■ Исходный текст
М.С. Желновакова. Воспоминания об отце [С.И. Фуделе]

Прежде не публиковались.

[Рукопись: фонд Дома Русского Зарубежья, фонд 008 «Семейный архив Фуделей», опись 2, дело 78, рукопись]

Отец Николай, здравствуйте!
Посылаю Вам копию моих записок о папе, простите за ошибки и вообще простите меня, что я взялась писать о папе, если бы не благословение священника (о. Игоря), я никогда бы не осмелилась на это дело. Какой из меня писатель! Не судите же строго, о. Игорь сказал, что может быть, будет такое время, когда эти записки могут пригодиться, т.к. свидетелей убавляется число с каждым годом. Очень жаль, что у меня нет писательского таланта, тема эта неисчерпаема – мой отец, но правда, что нас всё меньше и меньше остается, время неумолимо. Еще раз прошу меня простить, если что не так. Мой привет Людмиле Ивановне.

С уважением, М.С. Желновакова (Фудель)

Я могу в чем-то ошибиться, прошу меня простить. М.

Этот летний день 1946 года врезался в мою память очень крепко. Папа в этот день приехал домой в Загорск из Москвы, где он служил в каком-то институте, очень удачно кстати, сказать устроился и вот пожалуйста! Все рухнуло в один день. Видимо, но я точно не знаю, но по некоторым тогда долетевшим до меня словам догадываюсь, очевидно начались аресты «Дедушкиных»1 духовных и кто-то опять же из них же не побоялся предупредить как-то.

Папа уже знал, что его арест дело даже не дней, а часов, поэтому и уехал с работы видимо понимая, что теперь уж все равно, и приехал домой в Загорск. Помню его лицо бледное, застывшее, но никакого страха или паники, ничего они с мамой не прятали, не суетились, они просто разговаривали. Мама с кухни, а папа из «залы» (так мы называли большую комнату). В этой «зале» стояли две кровати, на одной из которых лежал папа одетый и обутый, напротив него на другой кровати сидели мы с сестрой Варей и что-то вырезали из бумаги вдвоем одними ножницами. Получалось так, что папа и мама разговаривали через нас. Вдруг между нами разгорелся спор, я стала отнимать у Вари ножницы и она расхныкалась, наш шум мешал им переговариваться и вот папа вдруг вскочил со своей кровати, схватил меня за шиворот и выбросил в кухню, дав еще при этом для ускорения, видимо, хорошего шлепка. Странно, но я тут же поняла, что вина моя очевидна и доказана и притихла. На папу я нисколько не обиделась, я что-то поняла скрытое и тайное между ними, о чем они даже говорить не могли или не хотели. Отчасти все-таки я была удивлена даже больше, чем испугана, папа никогда нас не бил. Ему тогда оставалось несколько часов свободы и он это понимал.

■ Что сделать
A - Судя по исходному тексту, откуда папа приехал домой в Загорск в тот летний день?
B - Верны ли по исходному тексту эти утверждения: (i) папа часто бил детей; (ii) автор взялась за записки с благословения священника; (iii) большую комнату в семье называли «залой»? На каждое ответьте «да» или «нет» и приведите решающие слова текста.
C - Назовите всех людей, которых исходный текст называет по имени.

■ Показанные данные
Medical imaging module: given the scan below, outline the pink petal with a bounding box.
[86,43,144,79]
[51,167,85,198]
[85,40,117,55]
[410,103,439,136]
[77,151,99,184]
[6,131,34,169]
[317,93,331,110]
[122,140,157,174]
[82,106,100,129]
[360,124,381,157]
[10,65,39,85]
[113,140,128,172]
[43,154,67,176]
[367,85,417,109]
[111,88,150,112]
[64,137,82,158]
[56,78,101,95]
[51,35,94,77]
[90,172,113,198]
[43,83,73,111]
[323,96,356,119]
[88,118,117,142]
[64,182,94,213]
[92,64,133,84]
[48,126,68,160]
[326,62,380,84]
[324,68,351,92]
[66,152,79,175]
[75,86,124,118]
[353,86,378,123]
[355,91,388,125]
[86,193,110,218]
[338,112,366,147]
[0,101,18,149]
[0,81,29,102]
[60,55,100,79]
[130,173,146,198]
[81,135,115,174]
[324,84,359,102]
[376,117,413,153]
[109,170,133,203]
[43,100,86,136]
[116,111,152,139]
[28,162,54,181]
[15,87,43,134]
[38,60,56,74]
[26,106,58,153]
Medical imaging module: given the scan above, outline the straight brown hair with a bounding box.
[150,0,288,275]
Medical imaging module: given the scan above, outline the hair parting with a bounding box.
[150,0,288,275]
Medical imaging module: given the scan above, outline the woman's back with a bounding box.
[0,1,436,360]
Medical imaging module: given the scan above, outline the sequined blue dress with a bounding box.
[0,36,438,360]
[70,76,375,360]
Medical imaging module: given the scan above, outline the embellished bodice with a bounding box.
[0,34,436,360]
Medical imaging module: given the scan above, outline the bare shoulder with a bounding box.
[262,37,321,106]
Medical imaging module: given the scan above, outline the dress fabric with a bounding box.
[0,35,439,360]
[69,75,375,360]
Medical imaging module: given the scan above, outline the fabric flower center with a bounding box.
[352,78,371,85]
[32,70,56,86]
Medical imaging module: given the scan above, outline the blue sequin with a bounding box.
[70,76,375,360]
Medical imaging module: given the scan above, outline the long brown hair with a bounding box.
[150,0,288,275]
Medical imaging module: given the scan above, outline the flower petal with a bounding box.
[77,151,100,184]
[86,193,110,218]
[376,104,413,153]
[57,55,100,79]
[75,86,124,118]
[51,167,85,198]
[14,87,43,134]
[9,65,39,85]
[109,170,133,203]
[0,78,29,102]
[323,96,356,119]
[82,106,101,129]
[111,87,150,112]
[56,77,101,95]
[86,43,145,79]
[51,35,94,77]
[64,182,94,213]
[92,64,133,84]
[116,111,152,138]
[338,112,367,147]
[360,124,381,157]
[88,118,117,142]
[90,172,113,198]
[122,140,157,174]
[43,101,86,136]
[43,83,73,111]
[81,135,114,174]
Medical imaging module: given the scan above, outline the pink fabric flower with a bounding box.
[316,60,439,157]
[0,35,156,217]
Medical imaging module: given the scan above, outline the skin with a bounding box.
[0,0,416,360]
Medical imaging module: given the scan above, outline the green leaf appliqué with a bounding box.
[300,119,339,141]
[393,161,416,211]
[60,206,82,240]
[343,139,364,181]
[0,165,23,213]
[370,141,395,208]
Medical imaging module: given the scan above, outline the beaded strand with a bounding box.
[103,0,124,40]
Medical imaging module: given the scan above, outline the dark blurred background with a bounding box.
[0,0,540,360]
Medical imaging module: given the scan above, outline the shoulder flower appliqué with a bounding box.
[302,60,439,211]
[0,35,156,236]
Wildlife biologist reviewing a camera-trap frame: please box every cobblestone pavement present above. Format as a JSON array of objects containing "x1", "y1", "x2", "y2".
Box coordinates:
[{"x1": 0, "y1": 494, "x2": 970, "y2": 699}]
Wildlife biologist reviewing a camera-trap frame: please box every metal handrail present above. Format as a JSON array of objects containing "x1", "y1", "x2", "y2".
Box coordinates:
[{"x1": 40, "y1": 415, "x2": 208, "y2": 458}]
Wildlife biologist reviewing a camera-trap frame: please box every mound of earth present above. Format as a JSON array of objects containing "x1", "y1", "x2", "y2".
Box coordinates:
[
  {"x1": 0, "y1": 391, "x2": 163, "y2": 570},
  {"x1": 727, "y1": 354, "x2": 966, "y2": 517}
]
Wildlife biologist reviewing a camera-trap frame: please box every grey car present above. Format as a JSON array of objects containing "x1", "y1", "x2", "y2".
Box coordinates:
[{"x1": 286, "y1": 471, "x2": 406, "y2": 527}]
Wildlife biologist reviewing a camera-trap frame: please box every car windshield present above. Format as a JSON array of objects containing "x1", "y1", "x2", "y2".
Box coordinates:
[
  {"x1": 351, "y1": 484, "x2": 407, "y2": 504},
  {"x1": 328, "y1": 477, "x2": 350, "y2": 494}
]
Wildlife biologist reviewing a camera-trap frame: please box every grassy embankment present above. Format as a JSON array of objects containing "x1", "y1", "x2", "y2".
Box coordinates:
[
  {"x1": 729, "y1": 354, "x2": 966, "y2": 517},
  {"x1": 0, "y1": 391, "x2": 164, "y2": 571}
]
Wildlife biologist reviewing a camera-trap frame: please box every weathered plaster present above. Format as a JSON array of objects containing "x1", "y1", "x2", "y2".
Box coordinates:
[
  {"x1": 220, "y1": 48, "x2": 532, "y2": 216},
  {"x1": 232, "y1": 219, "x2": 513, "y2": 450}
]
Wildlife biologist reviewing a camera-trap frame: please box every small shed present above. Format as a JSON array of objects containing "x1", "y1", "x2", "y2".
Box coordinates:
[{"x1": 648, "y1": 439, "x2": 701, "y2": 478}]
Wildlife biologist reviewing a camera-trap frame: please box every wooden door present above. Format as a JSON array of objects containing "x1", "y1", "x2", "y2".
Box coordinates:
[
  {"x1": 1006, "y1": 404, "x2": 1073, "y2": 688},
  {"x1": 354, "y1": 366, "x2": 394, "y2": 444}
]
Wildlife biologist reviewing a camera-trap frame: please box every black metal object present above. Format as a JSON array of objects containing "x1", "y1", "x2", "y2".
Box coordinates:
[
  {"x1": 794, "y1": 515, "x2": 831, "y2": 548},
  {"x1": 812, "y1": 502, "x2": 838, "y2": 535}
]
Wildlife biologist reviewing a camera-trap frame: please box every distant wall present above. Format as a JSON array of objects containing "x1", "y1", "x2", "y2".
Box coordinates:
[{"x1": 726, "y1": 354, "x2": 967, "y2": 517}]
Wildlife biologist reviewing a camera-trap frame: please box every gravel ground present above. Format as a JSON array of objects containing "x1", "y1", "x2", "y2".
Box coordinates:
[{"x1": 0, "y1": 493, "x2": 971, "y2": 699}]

■ Результаты заданий
A - Из Москвы.

B -
(i) Нет: «папа никогда нас не бил».
(ii) Да: «если бы не благословение священника (о. Игоря), я никогда бы не осмелилась на это дело».
(iii) Да: «(так мы называли большую комнату)».

C - С.И. Фудель, М.С. Желновакова (Фудель), отец Николай, о. Игорь, Людмила Ивановна, сестра Варя.